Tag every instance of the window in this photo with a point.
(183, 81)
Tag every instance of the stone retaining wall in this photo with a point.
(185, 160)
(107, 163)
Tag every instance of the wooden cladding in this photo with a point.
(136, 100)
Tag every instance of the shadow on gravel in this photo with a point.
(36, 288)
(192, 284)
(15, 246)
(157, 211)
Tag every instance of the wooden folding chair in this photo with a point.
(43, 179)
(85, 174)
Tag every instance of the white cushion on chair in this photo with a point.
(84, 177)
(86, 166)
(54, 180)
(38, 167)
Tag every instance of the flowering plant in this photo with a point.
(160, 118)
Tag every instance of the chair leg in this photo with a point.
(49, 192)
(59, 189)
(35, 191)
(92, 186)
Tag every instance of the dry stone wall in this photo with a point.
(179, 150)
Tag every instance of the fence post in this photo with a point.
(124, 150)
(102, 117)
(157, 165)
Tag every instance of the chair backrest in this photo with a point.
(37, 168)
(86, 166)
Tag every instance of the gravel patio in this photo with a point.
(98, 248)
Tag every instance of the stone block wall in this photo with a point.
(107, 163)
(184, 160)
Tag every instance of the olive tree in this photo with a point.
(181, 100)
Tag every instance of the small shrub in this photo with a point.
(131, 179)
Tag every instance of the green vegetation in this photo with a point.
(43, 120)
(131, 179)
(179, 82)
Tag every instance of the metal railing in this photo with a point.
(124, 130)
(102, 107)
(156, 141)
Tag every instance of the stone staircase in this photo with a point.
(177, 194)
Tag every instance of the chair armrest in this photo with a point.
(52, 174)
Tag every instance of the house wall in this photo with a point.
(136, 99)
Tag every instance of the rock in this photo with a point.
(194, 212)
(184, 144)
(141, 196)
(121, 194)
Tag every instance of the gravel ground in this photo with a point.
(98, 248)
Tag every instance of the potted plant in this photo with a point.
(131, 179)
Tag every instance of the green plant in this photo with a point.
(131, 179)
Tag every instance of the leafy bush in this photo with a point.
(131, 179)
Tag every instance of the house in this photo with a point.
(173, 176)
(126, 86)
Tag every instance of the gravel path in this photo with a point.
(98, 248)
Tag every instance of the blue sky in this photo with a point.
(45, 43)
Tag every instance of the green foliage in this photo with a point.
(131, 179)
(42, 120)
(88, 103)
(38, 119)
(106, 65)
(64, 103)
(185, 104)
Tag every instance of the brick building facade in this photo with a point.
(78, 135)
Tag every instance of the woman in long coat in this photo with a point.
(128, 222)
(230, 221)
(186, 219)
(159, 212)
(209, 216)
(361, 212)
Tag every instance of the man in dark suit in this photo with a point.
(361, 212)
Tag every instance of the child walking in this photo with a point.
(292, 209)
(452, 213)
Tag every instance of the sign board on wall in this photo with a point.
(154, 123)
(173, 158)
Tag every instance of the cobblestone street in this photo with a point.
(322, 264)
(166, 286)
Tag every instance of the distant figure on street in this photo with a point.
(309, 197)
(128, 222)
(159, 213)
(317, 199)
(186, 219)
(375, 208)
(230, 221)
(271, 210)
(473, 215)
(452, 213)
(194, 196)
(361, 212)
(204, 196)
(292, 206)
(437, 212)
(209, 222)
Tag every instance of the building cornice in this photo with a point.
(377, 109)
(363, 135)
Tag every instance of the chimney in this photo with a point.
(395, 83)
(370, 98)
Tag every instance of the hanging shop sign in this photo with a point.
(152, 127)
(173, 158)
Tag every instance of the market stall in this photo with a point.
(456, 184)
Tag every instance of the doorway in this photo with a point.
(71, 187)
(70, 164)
+++
Print the data above exactly.

Tag every instance of the window in this photo with a point.
(183, 81)
Tag every instance of the stone retaining wall in this photo with a point.
(185, 160)
(107, 163)
Tag every instance of the wooden cladding in this photo with a point.
(136, 100)
Tag every instance of the shadow on gravel in this photo with a point.
(36, 288)
(192, 284)
(15, 246)
(157, 211)
Tag every instance of the wooden folding chair in this photo with a point.
(43, 179)
(85, 174)
Tag every instance of the white cushion on chair in this photo with a point.
(84, 177)
(86, 166)
(54, 180)
(38, 167)
Tag every instance of the flowering plant in this photo with a point.
(160, 118)
Tag every instance of the chair leg in this photo with a point.
(49, 192)
(59, 189)
(35, 191)
(92, 186)
Tag every instance of the dry stone wall in this photo with a point.
(179, 150)
Tag every instance of the fence post in this photo with a point.
(124, 150)
(102, 117)
(157, 165)
Tag every instance of the chair backrest in this photo with a point.
(37, 168)
(86, 166)
Tag every instance of the gravel patio in this photo with a point.
(98, 248)
Tag every instance of the stone block wall in this photo with a point.
(107, 163)
(184, 160)
Tag every instance of the olive tree in this photo with a point.
(181, 100)
Tag every instance of the small shrub in this photo with a point.
(131, 179)
Tag every instance of the green vegetation in this photo with a point.
(43, 120)
(131, 179)
(179, 82)
Tag every instance of the metal railing in this photo with a point.
(124, 130)
(102, 107)
(156, 141)
Tag every instance of the stone staircase in this photo with a point.
(177, 194)
Tag every instance of the chair armrest in this photo with a point.
(52, 174)
Tag every instance of the house wall in this photo with a point.
(136, 99)
Tag every instance of the rock in this photo with a point.
(194, 212)
(184, 144)
(141, 196)
(121, 194)
Tag every instance of the gravel ground in this photo with a point.
(98, 248)
Tag every instance of the potted plant in this photo with a point.
(131, 179)
Tag every instance of the green plant in this photo with a point.
(131, 179)
Tag every instance of the leafy bush in this photo with a point.
(131, 179)
Tag every instance of the house in this photo with a point.
(173, 176)
(126, 86)
Tag every instance of the gravel path in this photo with a point.
(98, 248)
Tag every instance of the blue sky in this photo with a point.
(45, 43)
Tag every instance of the green foliage in this photo with a point.
(131, 179)
(42, 120)
(88, 103)
(38, 119)
(106, 65)
(64, 103)
(185, 104)
Tag every instance of the brick building facade in this photo with a point.
(78, 135)
Tag every instance of the woman in long coat in this photo with a point.
(128, 222)
(230, 221)
(186, 219)
(159, 212)
(209, 216)
(361, 212)
Tag every instance of the man in dark suit in this photo with a point.
(361, 212)
Tag every instance of the child walking in this photo with a point.
(292, 209)
(452, 213)
Tag every instance of the sign board on wall in this photo with a point.
(154, 123)
(173, 158)
Tag every instance of the cobblestone street in this photo with a point.
(322, 264)
(166, 286)
Tag every instance of the distant figure on street in this photo with a point.
(309, 197)
(128, 222)
(159, 213)
(317, 199)
(186, 219)
(375, 208)
(230, 221)
(271, 210)
(473, 215)
(452, 213)
(194, 196)
(361, 212)
(204, 196)
(292, 206)
(437, 212)
(209, 222)
Tag every instance of the building cornice in this photo with a point.
(377, 109)
(363, 135)
Tag every instance of the chimney in this photo with a point.
(395, 83)
(370, 98)
Tag every instance of the hanging shop sign in this photo with a point.
(152, 127)
(173, 158)
Tag every instance of the market stall in this photo with a point.
(456, 184)
Tag every instance of the doorway in this photo with a point.
(71, 187)
(70, 164)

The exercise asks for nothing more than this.